**Photo-based referring expression data:**
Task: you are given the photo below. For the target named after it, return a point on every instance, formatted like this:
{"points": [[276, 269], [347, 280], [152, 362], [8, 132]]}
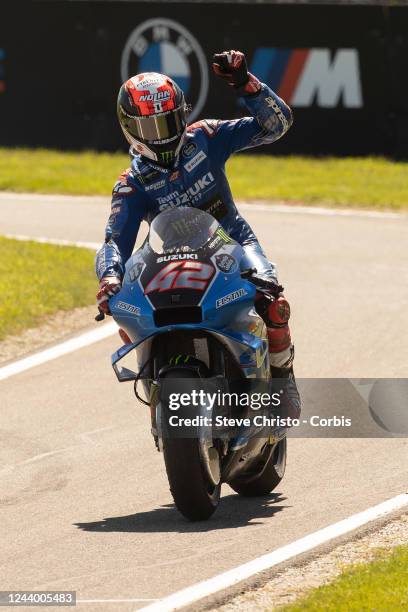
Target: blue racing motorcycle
{"points": [[192, 332]]}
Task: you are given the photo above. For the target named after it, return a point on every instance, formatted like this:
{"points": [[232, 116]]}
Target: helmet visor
{"points": [[158, 128]]}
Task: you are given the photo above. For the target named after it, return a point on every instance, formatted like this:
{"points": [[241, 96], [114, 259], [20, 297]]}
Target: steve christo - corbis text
{"points": [[254, 401]]}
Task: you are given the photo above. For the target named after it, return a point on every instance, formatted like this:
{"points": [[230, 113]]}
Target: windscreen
{"points": [[181, 230]]}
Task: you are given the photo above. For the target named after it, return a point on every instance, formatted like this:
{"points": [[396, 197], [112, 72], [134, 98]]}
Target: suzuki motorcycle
{"points": [[187, 315]]}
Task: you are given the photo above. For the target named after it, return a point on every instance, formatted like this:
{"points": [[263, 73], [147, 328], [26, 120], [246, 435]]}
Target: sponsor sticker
{"points": [[166, 46], [128, 307], [155, 186], [226, 263], [176, 257], [121, 187], [189, 149], [231, 297], [135, 271], [197, 159]]}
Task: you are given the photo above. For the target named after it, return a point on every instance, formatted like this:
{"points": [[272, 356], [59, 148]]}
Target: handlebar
{"points": [[260, 283]]}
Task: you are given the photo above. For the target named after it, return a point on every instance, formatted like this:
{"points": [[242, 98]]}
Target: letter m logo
{"points": [[304, 77]]}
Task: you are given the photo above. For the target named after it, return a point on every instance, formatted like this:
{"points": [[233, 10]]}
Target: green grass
{"points": [[43, 279], [378, 586], [370, 182]]}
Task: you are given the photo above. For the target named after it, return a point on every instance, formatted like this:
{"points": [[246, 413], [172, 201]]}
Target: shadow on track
{"points": [[233, 511]]}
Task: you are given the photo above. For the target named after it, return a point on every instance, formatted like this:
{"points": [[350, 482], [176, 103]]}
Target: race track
{"points": [[84, 498]]}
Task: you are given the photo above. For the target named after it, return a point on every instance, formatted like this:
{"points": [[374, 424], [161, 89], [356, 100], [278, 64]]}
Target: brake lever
{"points": [[248, 273], [261, 283]]}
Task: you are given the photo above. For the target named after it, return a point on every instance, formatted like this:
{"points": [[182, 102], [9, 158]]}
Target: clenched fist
{"points": [[232, 66]]}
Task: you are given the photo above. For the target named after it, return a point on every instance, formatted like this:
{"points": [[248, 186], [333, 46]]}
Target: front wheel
{"points": [[269, 474], [195, 493]]}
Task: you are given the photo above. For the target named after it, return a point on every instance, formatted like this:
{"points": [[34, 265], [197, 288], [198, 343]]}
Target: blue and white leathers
{"points": [[198, 179]]}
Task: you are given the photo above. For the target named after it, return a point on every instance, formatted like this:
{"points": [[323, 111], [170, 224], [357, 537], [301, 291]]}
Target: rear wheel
{"points": [[268, 475], [194, 475]]}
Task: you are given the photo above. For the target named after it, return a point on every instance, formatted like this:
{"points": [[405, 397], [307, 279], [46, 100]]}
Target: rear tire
{"points": [[195, 496], [269, 476]]}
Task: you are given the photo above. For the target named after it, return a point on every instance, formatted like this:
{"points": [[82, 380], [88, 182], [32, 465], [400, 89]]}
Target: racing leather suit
{"points": [[197, 179]]}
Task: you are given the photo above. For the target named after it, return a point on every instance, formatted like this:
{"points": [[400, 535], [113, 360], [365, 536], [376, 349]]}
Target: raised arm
{"points": [[270, 117], [127, 212]]}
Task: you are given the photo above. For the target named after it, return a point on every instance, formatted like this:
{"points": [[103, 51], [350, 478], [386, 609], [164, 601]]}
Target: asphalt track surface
{"points": [[84, 499]]}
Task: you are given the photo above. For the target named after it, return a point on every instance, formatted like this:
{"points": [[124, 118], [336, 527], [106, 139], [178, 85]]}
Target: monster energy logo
{"points": [[222, 234], [176, 359], [167, 156]]}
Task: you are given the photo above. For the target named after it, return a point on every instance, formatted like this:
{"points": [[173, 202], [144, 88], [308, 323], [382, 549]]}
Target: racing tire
{"points": [[195, 496], [268, 477]]}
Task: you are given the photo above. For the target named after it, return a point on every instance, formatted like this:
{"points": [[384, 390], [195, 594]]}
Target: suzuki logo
{"points": [[303, 77]]}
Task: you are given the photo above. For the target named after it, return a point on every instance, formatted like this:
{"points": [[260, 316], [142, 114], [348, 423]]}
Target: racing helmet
{"points": [[152, 113]]}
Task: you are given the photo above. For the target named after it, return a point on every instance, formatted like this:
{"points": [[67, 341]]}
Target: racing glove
{"points": [[232, 66], [108, 287]]}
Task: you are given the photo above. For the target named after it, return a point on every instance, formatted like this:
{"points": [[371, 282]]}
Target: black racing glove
{"points": [[232, 66]]}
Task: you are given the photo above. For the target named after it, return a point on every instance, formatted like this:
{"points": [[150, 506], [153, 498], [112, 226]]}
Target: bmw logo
{"points": [[165, 46]]}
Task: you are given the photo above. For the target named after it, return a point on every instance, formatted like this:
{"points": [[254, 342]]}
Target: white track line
{"points": [[69, 346], [317, 210], [242, 572], [259, 205], [60, 242]]}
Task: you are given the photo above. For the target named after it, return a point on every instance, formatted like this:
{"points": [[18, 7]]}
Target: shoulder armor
{"points": [[209, 126]]}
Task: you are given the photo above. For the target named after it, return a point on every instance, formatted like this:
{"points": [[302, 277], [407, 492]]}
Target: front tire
{"points": [[270, 474], [194, 494]]}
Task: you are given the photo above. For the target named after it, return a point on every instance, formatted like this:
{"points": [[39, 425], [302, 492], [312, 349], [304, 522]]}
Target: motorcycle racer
{"points": [[176, 164]]}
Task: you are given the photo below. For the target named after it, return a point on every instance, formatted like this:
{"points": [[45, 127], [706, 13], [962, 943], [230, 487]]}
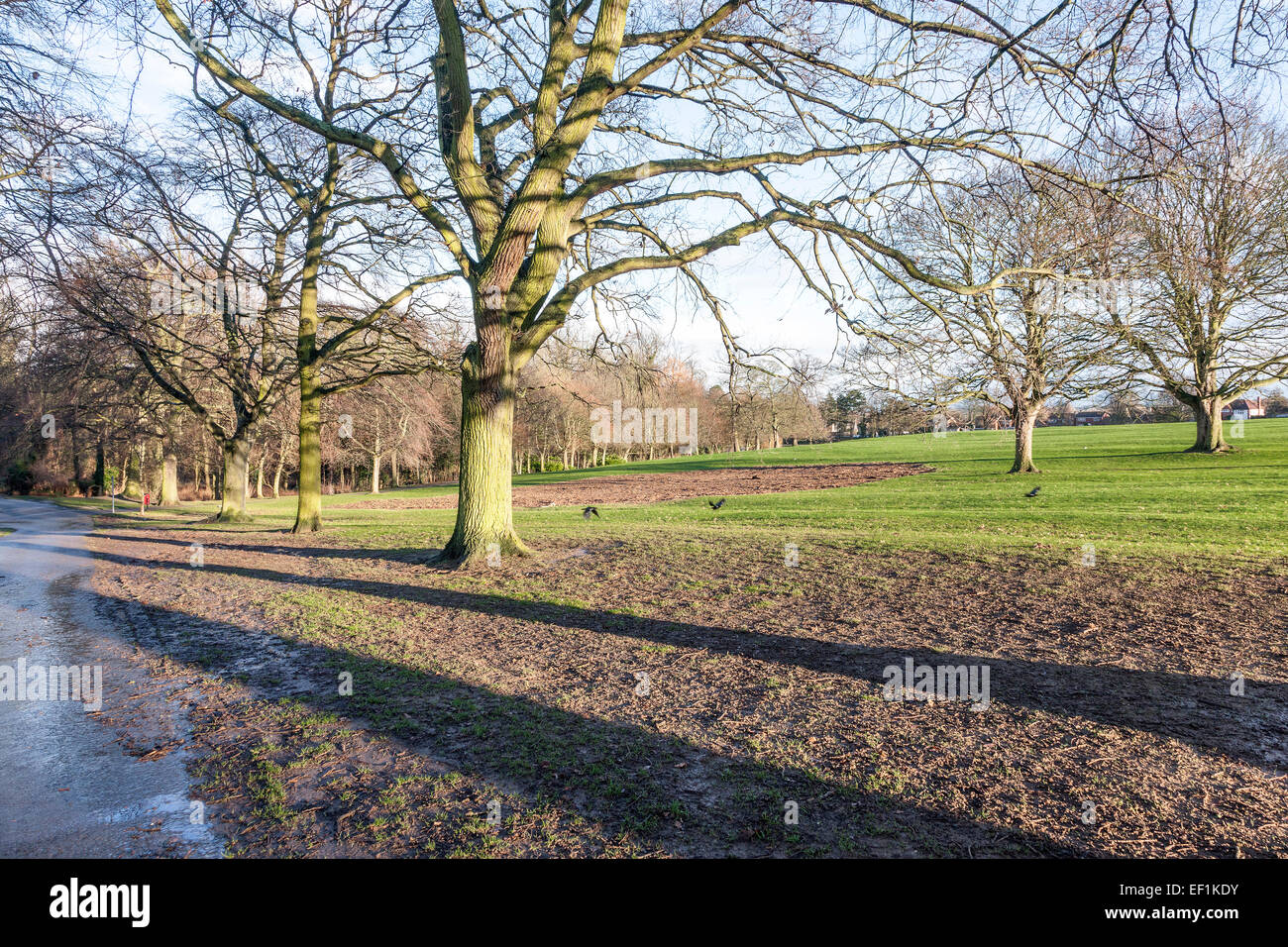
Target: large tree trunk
{"points": [[281, 466], [1024, 418], [133, 488], [168, 492], [308, 509], [483, 513], [232, 505], [99, 486], [1210, 436]]}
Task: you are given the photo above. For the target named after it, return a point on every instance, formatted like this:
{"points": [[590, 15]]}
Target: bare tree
{"points": [[1206, 248], [1038, 331]]}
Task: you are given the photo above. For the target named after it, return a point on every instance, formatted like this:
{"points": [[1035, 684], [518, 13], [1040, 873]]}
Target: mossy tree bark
{"points": [[232, 504], [1210, 432], [1024, 418], [484, 517], [308, 508]]}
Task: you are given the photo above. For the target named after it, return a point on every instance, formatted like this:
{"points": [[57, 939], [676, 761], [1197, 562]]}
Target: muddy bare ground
{"points": [[683, 698], [642, 488]]}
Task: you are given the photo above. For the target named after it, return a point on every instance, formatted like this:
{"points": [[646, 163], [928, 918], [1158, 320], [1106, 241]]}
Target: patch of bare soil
{"points": [[688, 699], [656, 487]]}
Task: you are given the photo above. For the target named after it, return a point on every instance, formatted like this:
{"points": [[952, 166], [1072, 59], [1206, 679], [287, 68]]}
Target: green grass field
{"points": [[519, 681], [1128, 489]]}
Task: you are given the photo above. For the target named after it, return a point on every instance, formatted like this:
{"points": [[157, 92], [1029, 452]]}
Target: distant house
{"points": [[1243, 408], [1085, 418]]}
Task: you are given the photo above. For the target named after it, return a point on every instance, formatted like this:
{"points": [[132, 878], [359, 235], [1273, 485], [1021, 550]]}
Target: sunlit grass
{"points": [[1127, 488]]}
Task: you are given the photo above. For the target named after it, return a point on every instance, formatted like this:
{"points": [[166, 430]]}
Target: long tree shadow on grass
{"points": [[661, 792], [1193, 709]]}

**Your goal:**
Pictures aside, return all the entries above exactly.

**Solution to the problem:**
Task: you are given the photo below. For the target named after it, return a point on every instance, formatted like this:
{"points": [[276, 269], [347, 280], [152, 362], [8, 132]]}
Target: blue racing motorcycle
{"points": [[192, 332]]}
Task: you are given the photo above. For the target named after it, return a point on every instance, formatted like this:
{"points": [[232, 116]]}
Target: helmet visor
{"points": [[158, 128]]}
Task: you are given the photo above. For the target named after it, return a point on every instance, formatted like this:
{"points": [[241, 96], [114, 259], [20, 297]]}
Target: steve christo - corbis text
{"points": [[254, 401]]}
Task: you are given the photo above. For the target named after it, return a point on every instance, formatted like this:
{"points": [[230, 113]]}
Target: windscreen
{"points": [[181, 230]]}
Task: you are given the photo above. For the target named after it, return a point on every instance, formatted like this:
{"points": [[396, 197], [112, 72], [134, 98]]}
Target: suzuki motorcycle
{"points": [[187, 315]]}
Task: you are given the photo above. For the target named after it, return a point on every instance, formatted like this:
{"points": [[263, 73], [147, 328], [26, 120], [246, 435]]}
Target: sponsor sticker
{"points": [[166, 46], [128, 307], [155, 186], [226, 263], [176, 257], [121, 187], [189, 149], [231, 297], [135, 271], [197, 159]]}
Task: you are given the photo above. For the target named after it, return a point on every instance, formatted like this:
{"points": [[272, 356], [59, 148]]}
Target: handlebar
{"points": [[260, 283]]}
Task: you are given the photo above. For the target named after it, return a point on every instance, formatted like this:
{"points": [[242, 98]]}
Target: letter m logo
{"points": [[304, 77]]}
Task: you are given the photo above. For the target named after it, return a point on every instance, formatted like this:
{"points": [[233, 10]]}
Target: green grass
{"points": [[43, 279], [378, 586], [370, 182]]}
Task: you are given the photo above. For the target named after it, return a point on every instance, formatted like this:
{"points": [[246, 413], [172, 201]]}
Target: shadow on track
{"points": [[233, 511]]}
Task: you are given the photo above. For the target named after it, return a point on every instance, formatted like this:
{"points": [[350, 482], [176, 103]]}
Target: race track
{"points": [[84, 498]]}
Task: you are given the photo above. For the target named after it, return a point on every instance, formatted like this:
{"points": [[374, 424], [161, 89], [356, 100], [278, 64]]}
Target: brake lever
{"points": [[248, 273], [261, 283]]}
Task: you are given the photo above. For the target named after it, return a point on every instance, formatted like this:
{"points": [[182, 102], [9, 158]]}
Target: clenched fist
{"points": [[232, 66]]}
Task: you are given the photo above. For the target named after it, return a point on every instance, formatted like this:
{"points": [[248, 186], [333, 46]]}
Target: front wheel
{"points": [[269, 474], [195, 493]]}
Task: you are given the photo above. For the target named after it, return a point on every instance, formatted like this:
{"points": [[34, 265], [197, 288], [198, 343]]}
Target: blue and white leathers
{"points": [[198, 179]]}
Task: you are given the photo above. For the target named after it, return a point on every instance, formatted like this:
{"points": [[323, 111], [170, 224], [357, 537], [301, 291]]}
Target: rear wheel
{"points": [[268, 475], [194, 475]]}
Task: you are given the photo above. For the target named after it, return a point on every instance, formatted like this:
{"points": [[405, 397], [307, 279], [46, 100]]}
Target: rear tire
{"points": [[195, 496], [269, 476]]}
Task: you are given the photo above. For the target named after it, return a point on every instance, formatted like this:
{"points": [[82, 380], [88, 182], [32, 465], [400, 89]]}
Target: racing leather suit
{"points": [[197, 179]]}
Task: you are given the photo above. For the target named after it, return a point on every instance, formatted like this:
{"points": [[400, 535], [113, 360], [365, 536], [376, 349]]}
Target: raised arm
{"points": [[270, 117], [127, 212]]}
Task: you are given the photo above. For the target named after it, return a point on every instance, formatted like this:
{"points": [[103, 51], [350, 478], [386, 609], [164, 601]]}
Target: asphalt track surface
{"points": [[84, 499]]}
Task: you are given the photo above. For the target named after it, return a point on every instance, formatted like this:
{"points": [[124, 118], [336, 527], [106, 139], [178, 85]]}
Target: monster energy logo
{"points": [[222, 234], [176, 359], [167, 156]]}
Task: you are given the photo above. For the target named after it, return a point on every instance, formatted like this:
{"points": [[173, 202], [144, 88], [308, 323], [382, 549]]}
Target: racing tire
{"points": [[195, 496], [268, 477]]}
Task: you are given the photo above. For the target named after it, return a point on every instance, formatted like this:
{"points": [[384, 390], [195, 594]]}
Target: suzuki logo
{"points": [[303, 77]]}
Task: you are given the photo above. For the target named after it, return a point on every instance, formatted like this:
{"points": [[260, 316], [142, 114], [348, 423]]}
Target: racing helmet
{"points": [[152, 113]]}
Task: you are given the photo above. For the target named after it, return a point on every instance, formatted like this:
{"points": [[67, 341]]}
Target: racing glove
{"points": [[232, 66], [108, 287]]}
Task: you are given the photo above. For the target named after it, return a point on every instance, formatted like this:
{"points": [[371, 282]]}
Target: black racing glove
{"points": [[232, 66]]}
Task: you are given the photo above. For the target named after it, return a point on every instance, formatted like this:
{"points": [[150, 506], [153, 498], [112, 226]]}
Target: bmw logo
{"points": [[165, 46]]}
Task: you are given the photo above. For the target named after it, return a point on every instance, formatted like this:
{"points": [[254, 342]]}
Target: white track line
{"points": [[69, 346], [317, 210], [242, 572], [259, 205], [60, 242]]}
Task: you are given the photo above. For the target named after it, return a point on every instance, formatted like this:
{"points": [[18, 7]]}
Target: shoulder armor
{"points": [[209, 126]]}
Task: you are given the photo above. For the target named after it, return a point on every instance, formatted like this:
{"points": [[302, 277], [407, 492]]}
Target: front tire
{"points": [[270, 474], [194, 494]]}
Task: you are given the photo above. For the target named after it, return a point on every instance, formatted like this:
{"points": [[39, 425], [302, 492], [312, 349], [304, 522]]}
Target: motorcycle racer
{"points": [[176, 164]]}
Task: you are given the photo below. For the target named after it, return a point on every instance, formatted like this:
{"points": [[45, 127], [706, 13], [962, 943], [230, 487]]}
Target: large tree trunk
{"points": [[281, 466], [1024, 418], [133, 488], [168, 492], [308, 509], [483, 513], [232, 505], [99, 486], [1210, 436]]}
Task: you are given the photo above. For the target named after it, return a point on every instance, formatted like this:
{"points": [[590, 15]]}
Target: bare tree
{"points": [[1206, 248], [1038, 331]]}
Task: you are given the photo above. For the target named after it, return a point on every instance, formatted like this:
{"points": [[1035, 684], [518, 13], [1040, 873]]}
Target: mossy tree bark
{"points": [[232, 504], [1210, 432], [1024, 418], [484, 517], [308, 508]]}
Task: you are given the photo above. For the target named after it, return a point on every instance, formatted like this:
{"points": [[57, 939], [676, 761], [1197, 562]]}
Target: muddy bare ground
{"points": [[683, 698], [642, 488]]}
Task: you are given the photo above. For the target named after it, return a point on every instance, formatted like this:
{"points": [[646, 163], [928, 918], [1158, 320], [1106, 241]]}
Target: patch of bare soil
{"points": [[688, 699], [656, 487]]}
Task: you are given the photo above. For the target named after it, return a point on every instance, formatted like this:
{"points": [[952, 166], [1072, 59], [1206, 679], [287, 68]]}
Target: green grass field
{"points": [[519, 681], [1128, 489]]}
Task: you are given the photo above. For the target named after it, return a point on every instance, formatted like this:
{"points": [[157, 92], [1029, 452]]}
Target: distant house
{"points": [[1243, 408], [1085, 418]]}
Task: you are given the photo above. For the target named after it, return a point on every instance, formatted like this:
{"points": [[132, 878], [359, 235], [1273, 485], [1021, 550]]}
Target: sunlit grass
{"points": [[1127, 488]]}
Task: you are given the photo above. For the target named after it, return a point on every instance, formatted like this:
{"points": [[166, 430]]}
Target: long tree shadow on grass
{"points": [[661, 792], [1193, 709]]}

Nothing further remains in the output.